Work instruction: Could the data below be copied out in full, word for word?

Data listing:
((
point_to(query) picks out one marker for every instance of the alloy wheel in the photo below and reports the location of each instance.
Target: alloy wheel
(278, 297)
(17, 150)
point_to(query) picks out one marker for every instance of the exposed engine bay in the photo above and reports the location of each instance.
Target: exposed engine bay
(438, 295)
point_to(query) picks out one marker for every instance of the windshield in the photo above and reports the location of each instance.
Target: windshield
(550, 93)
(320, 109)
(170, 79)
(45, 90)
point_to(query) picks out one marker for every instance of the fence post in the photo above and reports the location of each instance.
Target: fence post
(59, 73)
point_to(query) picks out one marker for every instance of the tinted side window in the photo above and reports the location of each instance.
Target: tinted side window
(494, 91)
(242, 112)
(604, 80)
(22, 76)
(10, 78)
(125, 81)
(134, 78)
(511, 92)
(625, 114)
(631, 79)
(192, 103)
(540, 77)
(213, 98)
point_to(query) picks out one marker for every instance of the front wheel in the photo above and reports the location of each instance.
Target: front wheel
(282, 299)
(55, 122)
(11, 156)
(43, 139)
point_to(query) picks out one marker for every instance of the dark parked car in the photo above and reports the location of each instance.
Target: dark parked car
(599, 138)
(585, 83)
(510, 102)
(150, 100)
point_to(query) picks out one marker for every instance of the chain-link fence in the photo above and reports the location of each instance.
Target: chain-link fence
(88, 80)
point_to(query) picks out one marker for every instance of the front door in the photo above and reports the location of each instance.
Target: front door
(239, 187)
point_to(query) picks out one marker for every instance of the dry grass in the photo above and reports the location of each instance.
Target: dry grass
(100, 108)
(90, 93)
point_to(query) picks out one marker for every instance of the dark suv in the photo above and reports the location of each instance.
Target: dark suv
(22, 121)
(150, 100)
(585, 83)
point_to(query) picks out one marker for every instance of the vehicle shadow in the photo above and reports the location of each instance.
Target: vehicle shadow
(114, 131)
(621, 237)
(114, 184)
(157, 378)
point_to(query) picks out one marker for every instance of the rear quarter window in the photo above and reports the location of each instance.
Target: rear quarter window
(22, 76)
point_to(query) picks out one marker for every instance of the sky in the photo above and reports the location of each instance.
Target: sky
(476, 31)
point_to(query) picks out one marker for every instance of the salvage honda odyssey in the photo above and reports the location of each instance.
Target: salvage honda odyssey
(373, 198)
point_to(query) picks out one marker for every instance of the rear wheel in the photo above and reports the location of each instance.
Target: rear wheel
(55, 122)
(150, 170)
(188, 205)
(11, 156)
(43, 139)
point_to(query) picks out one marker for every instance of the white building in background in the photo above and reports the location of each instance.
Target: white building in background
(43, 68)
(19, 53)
))
Exercise answer:
point_to(query) picks out one marker for every instance of the alloy wheel in the photo below and reports the location of each instance.
Target: alloy wheel
(278, 297)
(17, 150)
point_to(query) picks out one marker for every instance of the exposed engine bay in the photo above and reports the location of each instance.
Target: exposed engine bay
(438, 295)
point_to(query) picks out one marker for every instance of the windshield in the photo above and reports the location of each instance.
Target: windshield
(550, 93)
(320, 109)
(170, 79)
(45, 90)
point_to(query) picks out one marker for every instance of the fence post in the photo above and reports the location of each instance.
Target: fence post
(59, 73)
point_to(query) picks out one marker for every instance of the tinted side window in the photo above and reports the location of each instance.
Target: tinted side window
(494, 91)
(242, 112)
(604, 80)
(22, 76)
(10, 78)
(125, 81)
(134, 78)
(511, 92)
(625, 114)
(631, 79)
(192, 103)
(540, 77)
(213, 98)
point_to(query) picks out one marker for every instance of the front wheel in the photo above and reports the location of each instance.
Target: front wheel
(282, 299)
(55, 122)
(11, 156)
(43, 139)
point_to(query) picks out one marker for every instance of the dark parked car in the photo above and reports the location of each instance.
Target: dark parked car
(599, 138)
(585, 83)
(510, 102)
(150, 100)
point_to(query) picks out one marker for every instance of the chain-link fence in the photo above and reports the location of each instance.
Target: chain-link fence
(88, 80)
point_to(query) picks out one marker for every instance of the front door in the photo above and reports the location of each instance.
Target: front door
(239, 187)
point_to(query) picks out one marker for every instance of the dry grass in the photo above and reports the location of each instance.
Target: dry grass
(100, 108)
(90, 93)
point_to(query) picks out one marker for every instance of the dark suv in the photo above and reports the location of each instance.
Target: dark suv
(22, 121)
(150, 100)
(585, 83)
point_to(query) picks out one marker for every instance of the vehicle shadow in the photo above and reports the location of each instance.
Target: vehicle shadow
(114, 131)
(621, 237)
(114, 184)
(157, 378)
point_to(query) picks out one marker for every instance of the rear quarter window in the photo above and reports the location of each instance.
Target: rear quarter window
(22, 76)
point_to(query) picks out one marker for every instance of the sky in the photo above and reports the location of each instance.
Target: sky
(476, 31)
point_to(query) picks out one marker for every instance of the salvage honda odyssey in the photo above and reports the location of each instance.
Target: salvage honda odyssey
(373, 198)
point_to(query) picks out one marker for every instance of the rear wheel in the photo above and reports the location of each instance.
Target: rear wheel
(55, 122)
(150, 170)
(188, 205)
(11, 156)
(43, 139)
point_to(query) picks out one marker for every instance of the white building in background in the photo above and reports the location of each instance.
Target: white building in background
(43, 68)
(19, 53)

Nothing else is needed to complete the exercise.